*AIM OF THE TASK*. All entries below are to be set down again, identical to the source.

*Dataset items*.
==========

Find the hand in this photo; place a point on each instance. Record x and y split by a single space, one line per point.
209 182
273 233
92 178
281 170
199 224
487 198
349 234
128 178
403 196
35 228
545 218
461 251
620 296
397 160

==========

*SOLUTION FOR THIS TASK*.
Find the hand in this photo; place a point on each instance. Record x and y split by a single space, one line per point.
209 182
273 233
92 178
281 170
199 224
487 198
349 234
128 178
403 196
35 228
545 218
461 251
620 296
397 160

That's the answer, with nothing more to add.